**COMPITO A:** Copia esattamente il passo della recensione da "Come già ci" a "l’intrigante episodio iniziale.".

**BRANO SCELTO:**
══════
Come già ci è accaduto in precedenza con il Botswana ricreato da McCall Smith, la nostra escursione noir in India non è guidata da uno scrittore autoctono, ma da un inglese giramondo, Paul Mann, che infine ha deciso di fermarsi negli USA e di scrivere una trilogia, dedicata al detective anglo-indiano George Sansi, di cui questo romanzo costituisce l’intrigante episodio iniziale.
L’azione si svolge a Bombay e l’autore non fatica certo a farci entrare in quell’autentico continente che è l’India con le sue mille contraddizioni: dove la spaventosa povertà di Mollaji, che sbarca il lunario arrangiandosi come può, ripescando magari per la polizia cadaveri ormai putrefatti, vive a pochi chilometri dai fasti di Film City, la Hollywood locale, in cui produttori e alti dirigenti non si fanno mancare nulla, neppure giovani e disinibiti prostituti; dove l’integrità morale del nostro ispettore è ostacolata in mille modi dalla corruzione imperante nel corpo di polizia e dalle ambizioni politiche del suo capo Jamal; dove un cadavere può scomparire senza lasciare traccia, a patto che il defunto in vita sia stato una nullità; ma dove un serial killer malato può colpire indisturbato perché lavora nel delicato settore delle forniture militari che “generosamente” il governo inglese concede all’affamata democrazia indiana.
È chiaro allora che l’indagine su persone uccise e poi mutilate orrendamente diventa un’inchiesta su un paese malato, disperatamente vitale e che può sopravvivere a tutto, ma che sembra non riuscire a entrare legittimamente nella modernità. Così i vari personaggi assumono il ruolo, più che di comprimari in una storia poliziesca, di un campione sociologico significativo dell’India di fine millennio: a partire dallo stesso Sansi, figlio dell’amore tra un ufficiale britannico, troppo legato ai suoi doveri familiari per abbandonare la moglie, e Pramila, un’affascinante vecchia signora, femminista ante litteram, docente universitaria, madre amorevole e talvolta ansiosa; c’è poi Annie Ginnaro, giovane giornalista americana in fuga da se stessa e dal fallimento del proprio matrimonio, che però comincia a integrarsi nella società indiana (e che, naturalmente, finirà per innamorarsi del nostro eroe dagli incredibili occhi azzurri); c’è la malavita organizzata, impersonata dai boss Kapoor e Bikaner, in lotta tra di loro e con le forze dell’ordine, lautamente pagate da entrambi; c’è il mondo luccicante ma terribile del cinema che con straordinaria e indifferente crudeltà stritola dirigenti importanti come Kilachand e comparse in cerca di notorietà come Nayak.
══════
**COMPITO B:** Per favore, riporta fedelmente solo le righe dei record qui sotto, dalla riga con "Feeder-station tally: put one point on each instance of the gray" fino alla fine dei record, estremi inclusi.
══════
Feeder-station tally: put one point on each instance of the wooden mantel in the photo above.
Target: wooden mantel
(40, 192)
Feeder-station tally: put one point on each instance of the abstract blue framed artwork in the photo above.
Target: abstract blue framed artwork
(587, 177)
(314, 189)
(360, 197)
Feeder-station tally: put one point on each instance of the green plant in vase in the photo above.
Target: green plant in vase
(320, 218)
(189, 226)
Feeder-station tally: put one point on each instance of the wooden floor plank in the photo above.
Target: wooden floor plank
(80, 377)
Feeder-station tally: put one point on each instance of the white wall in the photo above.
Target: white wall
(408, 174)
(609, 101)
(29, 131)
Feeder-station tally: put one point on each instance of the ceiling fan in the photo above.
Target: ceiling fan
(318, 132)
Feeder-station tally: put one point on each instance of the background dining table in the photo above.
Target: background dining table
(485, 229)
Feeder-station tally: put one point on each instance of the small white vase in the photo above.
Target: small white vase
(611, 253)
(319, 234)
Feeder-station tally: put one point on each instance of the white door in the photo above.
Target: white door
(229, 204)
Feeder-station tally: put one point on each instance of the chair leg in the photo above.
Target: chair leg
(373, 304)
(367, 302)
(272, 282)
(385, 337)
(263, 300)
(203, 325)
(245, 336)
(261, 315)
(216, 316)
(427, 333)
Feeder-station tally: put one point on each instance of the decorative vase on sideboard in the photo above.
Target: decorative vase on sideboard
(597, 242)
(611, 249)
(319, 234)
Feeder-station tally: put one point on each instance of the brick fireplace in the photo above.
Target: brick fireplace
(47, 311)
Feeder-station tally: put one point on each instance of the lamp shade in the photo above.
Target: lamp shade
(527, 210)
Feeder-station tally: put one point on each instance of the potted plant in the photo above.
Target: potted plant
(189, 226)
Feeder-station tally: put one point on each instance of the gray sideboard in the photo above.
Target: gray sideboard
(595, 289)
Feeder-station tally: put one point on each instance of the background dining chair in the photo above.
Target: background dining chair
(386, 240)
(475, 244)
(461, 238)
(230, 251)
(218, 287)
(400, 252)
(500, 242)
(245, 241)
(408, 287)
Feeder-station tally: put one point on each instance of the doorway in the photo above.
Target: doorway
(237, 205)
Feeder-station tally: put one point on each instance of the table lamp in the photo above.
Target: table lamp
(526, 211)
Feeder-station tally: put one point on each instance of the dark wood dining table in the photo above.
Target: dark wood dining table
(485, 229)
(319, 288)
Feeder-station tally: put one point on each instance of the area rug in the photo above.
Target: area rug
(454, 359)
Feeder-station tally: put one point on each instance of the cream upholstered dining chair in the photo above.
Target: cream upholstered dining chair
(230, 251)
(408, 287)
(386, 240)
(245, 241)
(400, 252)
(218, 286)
══════
**RISULTATO CORRETTO A:**
Come già ci è accaduto in precedenza con il Botswana ricreato da McCall Smith, la nostra escursione noir in India non è guidata da uno scrittore autoctono, ma da un inglese giramondo, Paul Mann, che infine ha deciso di fermarsi negli USA e di scrivere una trilogia, dedicata al detective anglo-indiano George Sansi, di cui questo romanzo costituisce l’intrigante episodio iniziale.

**RISULTATO CORRETTO B:**
Feeder-station tally: put one point on each instance of the gray sideboard in the photo above.
Target: gray sideboard
(595, 289)
Feeder-station tally: put one point on each instance of the background dining chair in the photo above.
Target: background dining chair
(386, 240)
(475, 244)
(461, 238)
(230, 251)
(218, 287)
(400, 252)
(500, 242)
(245, 241)
(408, 287)
Feeder-station tally: put one point on each instance of the doorway in the photo above.
Target: doorway
(237, 205)
Feeder-station tally: put one point on each instance of the table lamp in the photo above.
Target: table lamp
(526, 211)
Feeder-station tally: put one point on each instance of the dark wood dining table in the photo above.
Target: dark wood dining table
(485, 229)
(319, 288)
Feeder-station tally: put one point on each instance of the area rug in the photo above.
Target: area rug
(454, 359)
Feeder-station tally: put one point on each instance of the cream upholstered dining chair in the photo above.
Target: cream upholstered dining chair
(230, 251)
(408, 287)
(386, 240)
(245, 241)
(400, 252)
(218, 286)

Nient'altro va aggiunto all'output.